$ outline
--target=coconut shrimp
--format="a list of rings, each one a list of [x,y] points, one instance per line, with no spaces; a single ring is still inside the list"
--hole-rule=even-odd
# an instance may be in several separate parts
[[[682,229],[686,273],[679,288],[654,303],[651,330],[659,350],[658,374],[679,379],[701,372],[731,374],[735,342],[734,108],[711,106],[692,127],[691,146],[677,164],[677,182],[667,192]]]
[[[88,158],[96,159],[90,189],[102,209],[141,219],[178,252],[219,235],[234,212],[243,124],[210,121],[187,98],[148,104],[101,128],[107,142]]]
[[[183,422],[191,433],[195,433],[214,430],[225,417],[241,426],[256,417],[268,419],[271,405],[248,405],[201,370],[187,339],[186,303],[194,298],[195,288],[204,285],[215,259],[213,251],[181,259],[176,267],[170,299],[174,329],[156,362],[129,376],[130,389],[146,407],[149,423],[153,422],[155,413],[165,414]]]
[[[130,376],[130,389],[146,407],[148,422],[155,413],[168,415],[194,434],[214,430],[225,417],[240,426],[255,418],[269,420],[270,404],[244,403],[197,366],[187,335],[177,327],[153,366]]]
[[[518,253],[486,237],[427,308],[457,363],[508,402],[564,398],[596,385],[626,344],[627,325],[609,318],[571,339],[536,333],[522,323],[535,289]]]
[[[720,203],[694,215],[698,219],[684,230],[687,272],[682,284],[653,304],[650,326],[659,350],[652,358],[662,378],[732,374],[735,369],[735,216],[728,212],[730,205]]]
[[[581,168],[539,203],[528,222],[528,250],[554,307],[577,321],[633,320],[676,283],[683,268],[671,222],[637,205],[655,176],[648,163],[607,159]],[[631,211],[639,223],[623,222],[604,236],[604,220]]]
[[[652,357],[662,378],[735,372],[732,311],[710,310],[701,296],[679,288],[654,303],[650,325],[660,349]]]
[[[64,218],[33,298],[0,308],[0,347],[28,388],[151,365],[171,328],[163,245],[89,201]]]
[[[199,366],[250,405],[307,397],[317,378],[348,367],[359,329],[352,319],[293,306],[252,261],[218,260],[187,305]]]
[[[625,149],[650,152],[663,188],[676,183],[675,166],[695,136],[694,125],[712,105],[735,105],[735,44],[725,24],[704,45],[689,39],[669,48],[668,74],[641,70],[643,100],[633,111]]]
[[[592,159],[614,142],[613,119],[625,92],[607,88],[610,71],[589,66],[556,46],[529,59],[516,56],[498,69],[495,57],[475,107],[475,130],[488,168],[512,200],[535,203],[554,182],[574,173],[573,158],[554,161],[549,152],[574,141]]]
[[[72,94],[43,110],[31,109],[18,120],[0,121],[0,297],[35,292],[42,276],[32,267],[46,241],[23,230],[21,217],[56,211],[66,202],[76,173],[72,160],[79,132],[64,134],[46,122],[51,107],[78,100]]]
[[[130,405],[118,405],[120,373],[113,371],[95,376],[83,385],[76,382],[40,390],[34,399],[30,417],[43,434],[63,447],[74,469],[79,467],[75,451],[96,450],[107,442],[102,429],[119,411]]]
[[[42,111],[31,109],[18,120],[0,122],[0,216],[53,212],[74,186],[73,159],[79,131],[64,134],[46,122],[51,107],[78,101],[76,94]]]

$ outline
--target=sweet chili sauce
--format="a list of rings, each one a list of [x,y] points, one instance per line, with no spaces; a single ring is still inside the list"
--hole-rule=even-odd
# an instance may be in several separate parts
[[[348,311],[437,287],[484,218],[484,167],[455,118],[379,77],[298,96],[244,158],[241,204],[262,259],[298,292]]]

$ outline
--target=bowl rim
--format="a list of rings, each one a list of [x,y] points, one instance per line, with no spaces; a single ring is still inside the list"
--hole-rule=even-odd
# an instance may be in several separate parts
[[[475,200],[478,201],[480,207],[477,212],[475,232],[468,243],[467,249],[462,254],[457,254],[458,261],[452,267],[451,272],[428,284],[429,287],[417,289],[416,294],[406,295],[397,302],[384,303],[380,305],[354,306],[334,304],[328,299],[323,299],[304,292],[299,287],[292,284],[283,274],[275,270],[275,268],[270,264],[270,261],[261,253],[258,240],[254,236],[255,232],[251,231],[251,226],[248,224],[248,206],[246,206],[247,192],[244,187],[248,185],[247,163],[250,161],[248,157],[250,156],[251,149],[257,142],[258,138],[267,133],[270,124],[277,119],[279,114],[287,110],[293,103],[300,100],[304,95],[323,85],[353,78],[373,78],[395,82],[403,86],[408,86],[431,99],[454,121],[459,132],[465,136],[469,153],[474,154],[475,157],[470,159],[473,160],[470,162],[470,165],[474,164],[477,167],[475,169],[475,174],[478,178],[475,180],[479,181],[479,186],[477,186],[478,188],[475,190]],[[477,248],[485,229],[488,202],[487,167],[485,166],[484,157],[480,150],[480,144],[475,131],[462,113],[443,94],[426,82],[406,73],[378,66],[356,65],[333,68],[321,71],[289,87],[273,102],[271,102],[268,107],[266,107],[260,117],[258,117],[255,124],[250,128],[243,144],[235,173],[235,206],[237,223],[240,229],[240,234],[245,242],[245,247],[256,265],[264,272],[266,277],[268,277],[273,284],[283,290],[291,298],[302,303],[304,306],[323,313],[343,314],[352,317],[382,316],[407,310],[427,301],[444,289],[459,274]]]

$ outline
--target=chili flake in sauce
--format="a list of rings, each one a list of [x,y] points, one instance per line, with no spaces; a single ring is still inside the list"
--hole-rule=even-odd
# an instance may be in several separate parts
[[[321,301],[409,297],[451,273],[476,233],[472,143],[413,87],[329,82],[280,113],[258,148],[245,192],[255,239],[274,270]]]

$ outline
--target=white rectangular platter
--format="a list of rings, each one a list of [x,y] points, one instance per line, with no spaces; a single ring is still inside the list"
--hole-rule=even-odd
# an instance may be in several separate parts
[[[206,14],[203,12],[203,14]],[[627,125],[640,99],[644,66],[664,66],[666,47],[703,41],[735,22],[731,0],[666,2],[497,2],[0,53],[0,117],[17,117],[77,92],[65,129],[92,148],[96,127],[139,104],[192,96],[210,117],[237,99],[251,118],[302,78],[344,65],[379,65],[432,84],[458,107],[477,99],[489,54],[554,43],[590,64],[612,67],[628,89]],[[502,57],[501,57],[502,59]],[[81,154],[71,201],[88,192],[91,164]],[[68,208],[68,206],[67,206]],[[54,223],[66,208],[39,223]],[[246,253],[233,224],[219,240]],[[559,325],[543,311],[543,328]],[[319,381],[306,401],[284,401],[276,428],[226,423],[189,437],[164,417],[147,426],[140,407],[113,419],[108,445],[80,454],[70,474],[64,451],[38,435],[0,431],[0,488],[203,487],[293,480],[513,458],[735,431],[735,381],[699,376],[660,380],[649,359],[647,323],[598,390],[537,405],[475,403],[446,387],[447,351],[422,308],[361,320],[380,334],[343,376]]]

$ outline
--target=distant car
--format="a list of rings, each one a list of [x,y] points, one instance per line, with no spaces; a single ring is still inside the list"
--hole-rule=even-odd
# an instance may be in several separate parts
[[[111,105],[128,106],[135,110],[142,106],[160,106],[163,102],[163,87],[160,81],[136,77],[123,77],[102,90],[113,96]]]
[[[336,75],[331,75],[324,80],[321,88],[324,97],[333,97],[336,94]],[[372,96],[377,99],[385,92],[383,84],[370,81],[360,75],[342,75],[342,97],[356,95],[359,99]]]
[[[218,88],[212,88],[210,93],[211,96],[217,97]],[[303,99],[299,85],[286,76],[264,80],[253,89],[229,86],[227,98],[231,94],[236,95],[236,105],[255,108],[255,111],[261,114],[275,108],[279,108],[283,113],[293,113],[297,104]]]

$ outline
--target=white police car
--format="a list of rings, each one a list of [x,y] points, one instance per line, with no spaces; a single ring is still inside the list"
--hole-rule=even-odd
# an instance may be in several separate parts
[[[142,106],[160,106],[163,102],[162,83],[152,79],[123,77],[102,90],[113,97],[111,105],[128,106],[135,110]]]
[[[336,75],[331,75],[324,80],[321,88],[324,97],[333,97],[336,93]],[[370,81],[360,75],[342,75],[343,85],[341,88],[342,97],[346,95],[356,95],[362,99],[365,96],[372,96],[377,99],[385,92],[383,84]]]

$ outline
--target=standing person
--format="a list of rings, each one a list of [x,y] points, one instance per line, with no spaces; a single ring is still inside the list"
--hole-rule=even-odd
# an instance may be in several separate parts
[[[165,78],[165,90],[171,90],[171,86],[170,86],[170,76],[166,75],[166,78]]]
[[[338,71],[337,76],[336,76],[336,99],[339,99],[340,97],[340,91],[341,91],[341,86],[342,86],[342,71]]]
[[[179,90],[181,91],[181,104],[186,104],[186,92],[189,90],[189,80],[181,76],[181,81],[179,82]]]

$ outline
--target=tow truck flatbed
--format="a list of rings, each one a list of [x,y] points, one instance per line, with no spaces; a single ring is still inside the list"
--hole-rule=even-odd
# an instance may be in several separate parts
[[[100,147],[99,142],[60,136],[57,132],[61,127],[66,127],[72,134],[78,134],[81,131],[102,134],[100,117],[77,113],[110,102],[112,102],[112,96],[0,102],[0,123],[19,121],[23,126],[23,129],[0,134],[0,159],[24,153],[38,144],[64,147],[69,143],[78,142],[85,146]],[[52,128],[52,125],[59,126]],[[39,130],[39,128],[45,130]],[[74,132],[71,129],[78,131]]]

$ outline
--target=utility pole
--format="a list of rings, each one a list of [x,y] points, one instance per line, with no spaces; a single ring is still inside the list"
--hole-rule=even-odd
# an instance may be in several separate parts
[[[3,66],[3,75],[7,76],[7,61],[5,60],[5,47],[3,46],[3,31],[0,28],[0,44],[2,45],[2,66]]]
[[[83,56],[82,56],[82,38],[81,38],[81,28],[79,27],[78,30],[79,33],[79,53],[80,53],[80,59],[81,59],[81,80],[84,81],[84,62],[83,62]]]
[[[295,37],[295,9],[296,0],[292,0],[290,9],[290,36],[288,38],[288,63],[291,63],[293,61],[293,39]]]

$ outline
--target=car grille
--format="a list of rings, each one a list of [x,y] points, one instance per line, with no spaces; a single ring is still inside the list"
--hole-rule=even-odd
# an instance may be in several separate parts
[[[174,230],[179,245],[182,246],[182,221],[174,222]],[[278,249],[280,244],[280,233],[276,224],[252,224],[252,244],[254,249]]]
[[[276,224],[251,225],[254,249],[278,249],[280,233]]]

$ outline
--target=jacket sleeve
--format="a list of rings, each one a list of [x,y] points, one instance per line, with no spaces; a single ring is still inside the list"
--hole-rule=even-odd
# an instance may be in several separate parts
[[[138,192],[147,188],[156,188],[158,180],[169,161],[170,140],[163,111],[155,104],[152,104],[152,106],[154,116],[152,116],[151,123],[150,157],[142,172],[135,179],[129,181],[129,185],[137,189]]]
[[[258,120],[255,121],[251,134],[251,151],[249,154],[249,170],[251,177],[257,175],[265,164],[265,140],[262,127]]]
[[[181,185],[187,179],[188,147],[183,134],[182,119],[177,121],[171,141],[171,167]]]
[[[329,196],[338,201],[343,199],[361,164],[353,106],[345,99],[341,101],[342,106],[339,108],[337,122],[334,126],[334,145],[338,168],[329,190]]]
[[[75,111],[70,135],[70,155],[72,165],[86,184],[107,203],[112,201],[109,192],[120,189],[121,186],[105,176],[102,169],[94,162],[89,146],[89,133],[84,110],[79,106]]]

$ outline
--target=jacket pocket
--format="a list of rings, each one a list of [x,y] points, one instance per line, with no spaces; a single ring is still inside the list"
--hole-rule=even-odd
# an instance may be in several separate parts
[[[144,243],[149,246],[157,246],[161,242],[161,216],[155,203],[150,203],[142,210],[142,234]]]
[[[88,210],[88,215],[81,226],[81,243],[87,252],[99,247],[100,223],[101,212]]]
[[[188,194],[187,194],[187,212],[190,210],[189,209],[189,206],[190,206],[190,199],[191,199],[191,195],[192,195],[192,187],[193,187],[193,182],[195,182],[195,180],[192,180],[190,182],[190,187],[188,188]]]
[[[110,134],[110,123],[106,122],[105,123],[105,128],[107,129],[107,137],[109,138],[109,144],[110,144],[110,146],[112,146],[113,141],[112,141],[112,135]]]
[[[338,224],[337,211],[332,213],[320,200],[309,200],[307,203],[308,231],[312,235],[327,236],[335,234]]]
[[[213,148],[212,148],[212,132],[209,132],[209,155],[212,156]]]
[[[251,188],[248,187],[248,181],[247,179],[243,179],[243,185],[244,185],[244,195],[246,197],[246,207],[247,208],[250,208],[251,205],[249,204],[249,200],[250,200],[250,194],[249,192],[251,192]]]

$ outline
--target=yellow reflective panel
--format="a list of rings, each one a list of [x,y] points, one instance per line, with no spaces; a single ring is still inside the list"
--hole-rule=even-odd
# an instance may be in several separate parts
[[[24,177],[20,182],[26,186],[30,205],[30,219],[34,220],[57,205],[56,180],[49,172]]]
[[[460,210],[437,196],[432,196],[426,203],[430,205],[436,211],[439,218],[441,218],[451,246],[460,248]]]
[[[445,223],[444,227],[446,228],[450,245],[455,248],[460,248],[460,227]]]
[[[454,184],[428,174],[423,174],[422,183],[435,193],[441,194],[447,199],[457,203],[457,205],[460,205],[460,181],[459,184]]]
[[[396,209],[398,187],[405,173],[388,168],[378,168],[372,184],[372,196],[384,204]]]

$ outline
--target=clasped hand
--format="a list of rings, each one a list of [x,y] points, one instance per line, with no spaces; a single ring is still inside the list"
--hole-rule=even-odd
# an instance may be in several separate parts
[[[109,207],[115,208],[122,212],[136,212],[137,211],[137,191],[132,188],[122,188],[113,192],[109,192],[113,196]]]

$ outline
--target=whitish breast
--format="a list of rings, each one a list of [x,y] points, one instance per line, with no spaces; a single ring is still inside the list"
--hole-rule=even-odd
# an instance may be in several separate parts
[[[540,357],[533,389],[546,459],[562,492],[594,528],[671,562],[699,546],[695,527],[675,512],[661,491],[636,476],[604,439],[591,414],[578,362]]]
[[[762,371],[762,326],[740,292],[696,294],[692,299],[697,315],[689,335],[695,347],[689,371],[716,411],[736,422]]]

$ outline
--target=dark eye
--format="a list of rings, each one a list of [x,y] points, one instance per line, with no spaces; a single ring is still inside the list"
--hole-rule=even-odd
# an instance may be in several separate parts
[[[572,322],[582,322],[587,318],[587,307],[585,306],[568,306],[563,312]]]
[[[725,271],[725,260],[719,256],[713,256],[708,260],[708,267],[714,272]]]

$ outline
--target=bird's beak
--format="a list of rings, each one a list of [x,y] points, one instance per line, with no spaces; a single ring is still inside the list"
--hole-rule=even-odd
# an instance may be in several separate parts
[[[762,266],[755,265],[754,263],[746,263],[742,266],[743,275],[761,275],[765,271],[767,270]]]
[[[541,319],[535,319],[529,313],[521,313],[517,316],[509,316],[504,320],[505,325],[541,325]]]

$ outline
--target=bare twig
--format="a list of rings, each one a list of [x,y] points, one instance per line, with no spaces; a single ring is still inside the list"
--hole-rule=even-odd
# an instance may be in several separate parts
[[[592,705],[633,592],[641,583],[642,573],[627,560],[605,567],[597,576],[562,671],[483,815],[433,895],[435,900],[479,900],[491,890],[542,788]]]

■ ■ ■ ■ ■ ■ ■

▶ [PROBLEM TO SOLVE] Scan the records for lines with the word "sauce". Report how many, with no other words.

▶ [TASK RESULT] 2